Data shown =
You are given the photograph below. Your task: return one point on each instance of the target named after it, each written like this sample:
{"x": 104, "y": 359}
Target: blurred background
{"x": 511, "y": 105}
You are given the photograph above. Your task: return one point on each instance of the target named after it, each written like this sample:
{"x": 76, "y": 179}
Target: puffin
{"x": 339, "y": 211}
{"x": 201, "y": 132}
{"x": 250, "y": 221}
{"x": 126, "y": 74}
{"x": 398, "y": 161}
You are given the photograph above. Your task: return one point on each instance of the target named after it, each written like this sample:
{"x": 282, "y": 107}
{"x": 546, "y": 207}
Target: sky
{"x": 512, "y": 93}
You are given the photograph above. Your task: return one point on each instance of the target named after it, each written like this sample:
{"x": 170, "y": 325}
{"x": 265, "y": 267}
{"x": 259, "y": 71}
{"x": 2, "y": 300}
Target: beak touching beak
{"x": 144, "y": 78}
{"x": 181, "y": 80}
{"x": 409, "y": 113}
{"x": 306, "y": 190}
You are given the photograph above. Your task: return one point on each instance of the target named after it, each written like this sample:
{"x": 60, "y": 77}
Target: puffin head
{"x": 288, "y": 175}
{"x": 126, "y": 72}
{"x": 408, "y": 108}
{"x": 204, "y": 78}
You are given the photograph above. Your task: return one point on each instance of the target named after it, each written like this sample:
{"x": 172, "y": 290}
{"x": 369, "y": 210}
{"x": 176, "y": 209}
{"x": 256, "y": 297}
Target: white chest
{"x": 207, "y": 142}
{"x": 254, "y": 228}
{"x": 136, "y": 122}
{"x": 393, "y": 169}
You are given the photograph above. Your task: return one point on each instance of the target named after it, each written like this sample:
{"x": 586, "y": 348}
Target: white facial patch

Brief =
Above are the records; retype every one exactly.

Solution =
You are given the photograph below. Your task: return one point on each instance of the target named after it, each written like this sample:
{"x": 104, "y": 359}
Target: blurred background
{"x": 511, "y": 105}
You are given the photograph above. Your task: return one point on each instance of the target named after it, each written like this sample:
{"x": 76, "y": 179}
Target: puffin
{"x": 339, "y": 211}
{"x": 201, "y": 132}
{"x": 250, "y": 221}
{"x": 126, "y": 74}
{"x": 398, "y": 161}
You are given the photograph above. Your task: return one point on each instance of the target named after it, each written like this sample:
{"x": 282, "y": 107}
{"x": 546, "y": 207}
Target: sky
{"x": 512, "y": 93}
You are given the photograph above. Your task: return one point on each instance of the target named after it, each written like this sample:
{"x": 170, "y": 325}
{"x": 265, "y": 267}
{"x": 259, "y": 71}
{"x": 2, "y": 300}
Target: beak touching beak
{"x": 144, "y": 78}
{"x": 181, "y": 80}
{"x": 409, "y": 113}
{"x": 306, "y": 190}
You are given the photograph above. Your task: return one point on each instance of the target named after it, each written like this sample:
{"x": 60, "y": 77}
Target: puffin head
{"x": 288, "y": 175}
{"x": 126, "y": 72}
{"x": 408, "y": 108}
{"x": 204, "y": 78}
You are given the photograph above. Your task: return one point on each instance of the target named after it, each written like this sample:
{"x": 172, "y": 290}
{"x": 369, "y": 210}
{"x": 176, "y": 209}
{"x": 256, "y": 297}
Target: white chest
{"x": 207, "y": 142}
{"x": 254, "y": 228}
{"x": 136, "y": 122}
{"x": 393, "y": 169}
You are given the photograph above. Your task: return one point on each instance of the target named after it, each written like this sample:
{"x": 586, "y": 348}
Target: white facial patch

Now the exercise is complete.